Excerpted passage
By:
Bill Dickinson, AuD
Co-Founder, TETRA Hearing™

 

Deer season last year started and ended with sound. While it definitely wasn’t my biggest whitetail harvest, it will for sure go down in the books as one of my very best hunting experiences.

Trust Your Gut

While placing deer stands in all the usual places pre-season, I remembered a spot that caught my attention while chasing frustrating gobblers the previous spring. The rolling thunder had taken my son and me to two massive hills. When I returned that fall and saw it through a deer lens, it was even more perfect than how we left it in turkey season. This spot was full of mature oaks, and bordered by pines and three separate drains holding a bunch of thick underbrush.

Task requirements
Pick up the deer hunting story right after its last sentence and keep it going. The data that comes next has nothing to do with this.

[Location annotation dataset, excerpts]
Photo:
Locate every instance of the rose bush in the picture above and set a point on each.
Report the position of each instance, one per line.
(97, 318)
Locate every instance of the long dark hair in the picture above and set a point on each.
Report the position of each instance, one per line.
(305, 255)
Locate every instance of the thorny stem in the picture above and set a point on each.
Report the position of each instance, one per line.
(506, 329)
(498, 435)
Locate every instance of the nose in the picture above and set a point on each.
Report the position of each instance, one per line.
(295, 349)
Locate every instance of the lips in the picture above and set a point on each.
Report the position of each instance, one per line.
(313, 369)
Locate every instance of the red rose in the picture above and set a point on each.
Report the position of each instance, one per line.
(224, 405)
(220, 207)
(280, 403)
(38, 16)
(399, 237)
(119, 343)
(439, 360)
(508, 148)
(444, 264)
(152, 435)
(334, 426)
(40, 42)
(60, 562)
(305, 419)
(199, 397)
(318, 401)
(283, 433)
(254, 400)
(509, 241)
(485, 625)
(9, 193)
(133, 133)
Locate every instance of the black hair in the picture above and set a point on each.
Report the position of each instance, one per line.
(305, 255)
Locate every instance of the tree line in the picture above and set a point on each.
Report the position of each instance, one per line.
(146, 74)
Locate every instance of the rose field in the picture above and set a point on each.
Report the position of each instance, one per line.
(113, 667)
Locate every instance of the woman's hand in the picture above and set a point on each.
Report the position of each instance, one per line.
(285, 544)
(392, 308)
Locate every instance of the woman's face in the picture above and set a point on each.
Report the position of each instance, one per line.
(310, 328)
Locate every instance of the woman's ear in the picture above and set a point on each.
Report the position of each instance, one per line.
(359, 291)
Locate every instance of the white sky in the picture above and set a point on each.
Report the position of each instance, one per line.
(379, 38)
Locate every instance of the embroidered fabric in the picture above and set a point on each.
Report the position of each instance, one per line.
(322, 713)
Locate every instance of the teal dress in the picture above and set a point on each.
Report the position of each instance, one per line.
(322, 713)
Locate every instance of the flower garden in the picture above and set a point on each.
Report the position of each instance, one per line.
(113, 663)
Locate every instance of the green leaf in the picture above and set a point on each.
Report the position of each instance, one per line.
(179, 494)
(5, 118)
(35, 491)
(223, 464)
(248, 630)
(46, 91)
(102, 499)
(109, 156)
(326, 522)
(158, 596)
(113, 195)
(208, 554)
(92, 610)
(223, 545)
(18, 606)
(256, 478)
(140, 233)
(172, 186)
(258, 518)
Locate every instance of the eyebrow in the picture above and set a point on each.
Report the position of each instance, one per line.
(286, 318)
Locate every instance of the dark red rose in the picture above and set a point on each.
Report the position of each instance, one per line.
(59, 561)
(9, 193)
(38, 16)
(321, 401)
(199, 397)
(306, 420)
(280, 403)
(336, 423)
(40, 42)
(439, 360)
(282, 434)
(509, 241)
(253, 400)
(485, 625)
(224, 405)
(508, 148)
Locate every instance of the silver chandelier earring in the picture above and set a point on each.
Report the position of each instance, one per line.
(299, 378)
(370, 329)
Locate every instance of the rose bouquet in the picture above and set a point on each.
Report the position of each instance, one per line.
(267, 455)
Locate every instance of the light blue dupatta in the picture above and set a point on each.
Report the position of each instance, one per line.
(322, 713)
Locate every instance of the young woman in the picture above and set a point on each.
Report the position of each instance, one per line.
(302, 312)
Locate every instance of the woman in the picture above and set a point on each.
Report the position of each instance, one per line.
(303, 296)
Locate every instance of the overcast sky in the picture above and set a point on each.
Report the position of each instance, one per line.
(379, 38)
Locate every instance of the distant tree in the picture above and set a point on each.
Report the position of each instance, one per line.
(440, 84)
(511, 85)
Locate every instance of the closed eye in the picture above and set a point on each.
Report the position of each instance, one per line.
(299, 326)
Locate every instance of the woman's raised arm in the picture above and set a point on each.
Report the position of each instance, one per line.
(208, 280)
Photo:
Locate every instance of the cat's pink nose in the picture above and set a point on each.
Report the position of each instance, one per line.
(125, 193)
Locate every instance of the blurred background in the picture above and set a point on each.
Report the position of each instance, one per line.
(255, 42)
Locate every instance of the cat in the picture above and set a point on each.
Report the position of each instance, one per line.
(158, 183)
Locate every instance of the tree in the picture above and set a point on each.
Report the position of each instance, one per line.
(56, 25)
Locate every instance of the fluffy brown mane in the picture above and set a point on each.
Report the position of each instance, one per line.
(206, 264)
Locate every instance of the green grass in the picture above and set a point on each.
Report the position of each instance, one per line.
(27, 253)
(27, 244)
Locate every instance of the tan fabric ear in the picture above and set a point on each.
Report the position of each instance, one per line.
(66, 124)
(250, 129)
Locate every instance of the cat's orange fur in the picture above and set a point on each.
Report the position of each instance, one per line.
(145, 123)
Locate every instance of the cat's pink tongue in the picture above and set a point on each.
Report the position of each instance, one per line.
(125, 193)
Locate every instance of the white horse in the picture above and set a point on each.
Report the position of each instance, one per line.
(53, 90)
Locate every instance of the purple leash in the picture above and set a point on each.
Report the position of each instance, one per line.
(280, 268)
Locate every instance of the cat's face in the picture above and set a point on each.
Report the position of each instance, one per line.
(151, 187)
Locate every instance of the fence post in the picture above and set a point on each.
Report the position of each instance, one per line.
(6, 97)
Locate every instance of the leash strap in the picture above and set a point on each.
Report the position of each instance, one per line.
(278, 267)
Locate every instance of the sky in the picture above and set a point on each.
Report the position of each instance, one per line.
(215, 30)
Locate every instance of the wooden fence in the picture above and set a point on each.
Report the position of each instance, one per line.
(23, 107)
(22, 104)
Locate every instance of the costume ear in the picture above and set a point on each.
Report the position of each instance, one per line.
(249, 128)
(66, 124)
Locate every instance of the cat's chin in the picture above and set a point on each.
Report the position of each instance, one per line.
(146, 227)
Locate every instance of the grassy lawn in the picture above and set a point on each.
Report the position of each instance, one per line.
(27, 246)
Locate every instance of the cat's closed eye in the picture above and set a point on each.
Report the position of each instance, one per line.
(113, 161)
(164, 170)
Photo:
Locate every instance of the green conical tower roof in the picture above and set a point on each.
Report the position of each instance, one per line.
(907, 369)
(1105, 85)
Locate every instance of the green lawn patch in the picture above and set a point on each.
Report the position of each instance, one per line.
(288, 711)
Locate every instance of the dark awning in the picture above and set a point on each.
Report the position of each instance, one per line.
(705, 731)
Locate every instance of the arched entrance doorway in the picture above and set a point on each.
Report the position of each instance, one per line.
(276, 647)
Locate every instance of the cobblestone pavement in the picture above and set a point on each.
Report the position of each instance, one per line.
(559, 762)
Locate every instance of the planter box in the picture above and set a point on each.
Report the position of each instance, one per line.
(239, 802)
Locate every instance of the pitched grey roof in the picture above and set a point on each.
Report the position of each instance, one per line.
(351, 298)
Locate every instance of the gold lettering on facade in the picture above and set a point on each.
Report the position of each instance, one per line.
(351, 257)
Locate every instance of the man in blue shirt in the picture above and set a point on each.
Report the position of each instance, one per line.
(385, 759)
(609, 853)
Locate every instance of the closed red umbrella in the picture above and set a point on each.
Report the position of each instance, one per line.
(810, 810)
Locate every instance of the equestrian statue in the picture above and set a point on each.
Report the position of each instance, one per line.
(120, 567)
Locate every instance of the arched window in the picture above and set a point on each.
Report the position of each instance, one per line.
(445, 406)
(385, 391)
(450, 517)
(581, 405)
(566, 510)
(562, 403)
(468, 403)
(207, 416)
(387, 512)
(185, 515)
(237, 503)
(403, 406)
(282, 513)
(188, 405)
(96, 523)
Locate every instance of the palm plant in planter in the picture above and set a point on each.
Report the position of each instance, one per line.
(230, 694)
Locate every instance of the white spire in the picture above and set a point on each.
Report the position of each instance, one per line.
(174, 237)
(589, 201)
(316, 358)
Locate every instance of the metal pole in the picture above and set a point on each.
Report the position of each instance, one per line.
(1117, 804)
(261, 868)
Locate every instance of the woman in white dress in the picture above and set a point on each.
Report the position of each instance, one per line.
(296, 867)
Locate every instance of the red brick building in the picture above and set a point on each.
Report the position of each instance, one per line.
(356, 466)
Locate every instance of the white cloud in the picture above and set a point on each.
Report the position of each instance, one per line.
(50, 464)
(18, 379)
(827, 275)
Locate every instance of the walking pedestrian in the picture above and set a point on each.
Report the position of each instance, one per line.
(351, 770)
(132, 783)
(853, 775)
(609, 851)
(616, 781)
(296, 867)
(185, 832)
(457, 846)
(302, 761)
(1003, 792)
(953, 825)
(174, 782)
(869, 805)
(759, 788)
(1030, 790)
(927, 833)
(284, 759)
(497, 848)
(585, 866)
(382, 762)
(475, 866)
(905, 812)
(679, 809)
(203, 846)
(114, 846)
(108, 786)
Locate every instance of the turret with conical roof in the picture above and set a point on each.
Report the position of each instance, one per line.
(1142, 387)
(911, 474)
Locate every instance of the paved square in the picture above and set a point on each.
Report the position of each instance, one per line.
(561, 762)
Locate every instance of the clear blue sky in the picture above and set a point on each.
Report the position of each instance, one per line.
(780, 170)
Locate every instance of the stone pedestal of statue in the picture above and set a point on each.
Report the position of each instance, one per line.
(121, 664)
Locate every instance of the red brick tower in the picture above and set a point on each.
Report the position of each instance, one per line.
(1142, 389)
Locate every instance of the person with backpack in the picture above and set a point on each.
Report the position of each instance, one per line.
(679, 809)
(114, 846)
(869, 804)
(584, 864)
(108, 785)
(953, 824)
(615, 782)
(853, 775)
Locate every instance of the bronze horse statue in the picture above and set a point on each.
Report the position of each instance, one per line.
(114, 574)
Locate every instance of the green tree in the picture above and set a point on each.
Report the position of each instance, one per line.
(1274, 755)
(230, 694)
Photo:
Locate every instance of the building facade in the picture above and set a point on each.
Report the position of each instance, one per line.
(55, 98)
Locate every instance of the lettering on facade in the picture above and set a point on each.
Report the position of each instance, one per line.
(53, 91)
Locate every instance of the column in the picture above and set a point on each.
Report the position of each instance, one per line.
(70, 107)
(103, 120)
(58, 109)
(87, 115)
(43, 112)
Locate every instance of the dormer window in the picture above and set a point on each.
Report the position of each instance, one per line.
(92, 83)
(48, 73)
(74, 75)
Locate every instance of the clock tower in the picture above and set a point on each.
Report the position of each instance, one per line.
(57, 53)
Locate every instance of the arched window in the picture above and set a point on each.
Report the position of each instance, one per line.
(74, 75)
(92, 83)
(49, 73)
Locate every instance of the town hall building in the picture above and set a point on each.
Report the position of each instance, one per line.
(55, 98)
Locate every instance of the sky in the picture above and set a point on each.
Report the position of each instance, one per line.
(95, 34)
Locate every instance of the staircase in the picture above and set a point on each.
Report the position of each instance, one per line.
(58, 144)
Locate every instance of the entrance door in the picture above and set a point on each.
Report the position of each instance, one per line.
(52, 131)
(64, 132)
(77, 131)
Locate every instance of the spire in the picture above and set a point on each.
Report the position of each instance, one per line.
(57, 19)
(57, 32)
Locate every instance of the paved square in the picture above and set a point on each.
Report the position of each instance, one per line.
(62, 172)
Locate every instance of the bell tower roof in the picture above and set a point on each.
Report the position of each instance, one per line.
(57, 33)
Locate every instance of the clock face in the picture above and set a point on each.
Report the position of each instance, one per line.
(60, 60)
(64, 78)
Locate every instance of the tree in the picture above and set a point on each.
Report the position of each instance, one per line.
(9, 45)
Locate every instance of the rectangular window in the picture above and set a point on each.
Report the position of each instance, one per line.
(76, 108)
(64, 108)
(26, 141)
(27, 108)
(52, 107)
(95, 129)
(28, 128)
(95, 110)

Answer to the exercise
I’m not sure if I was half stupid, half naïve or just banking on luck, but I had “that feeling,” so I picked a tree and hung a new stand. I will sheepishly admit this decision was completely void of intel – no trail-cam pics, no worn-down deer trails, no history of scrapes or high traffic volumes. Heck, I hadn’t even seen a deer in this area! It just looked good – and it felt really, really good.

Intuition Pays Off

As usual, during early bow season, all the eye candy on the cameras pulled my attention to the usual stands and I really didn’t give the new spot much thought. But on a Friday morning before the Tennessee muzzleloader season – mostly out of curiosity and to scout for the upcoming gun seasons – I decided to sit in the new stand with my bow. If I truly knew what I was getting into, I wouldn’t have slept the night before!

Well before the sun fully rose, I was covered up with deer – literally surrounded with deer moving 360 degrees around me. My head swiveled and my eyes tried to look everywhere. With no wind and deer arriving from all directions, my eyes clearly needed help managing this 360-degree chaos. The dividends of good hearing in the deer woods soon paid off handsomely.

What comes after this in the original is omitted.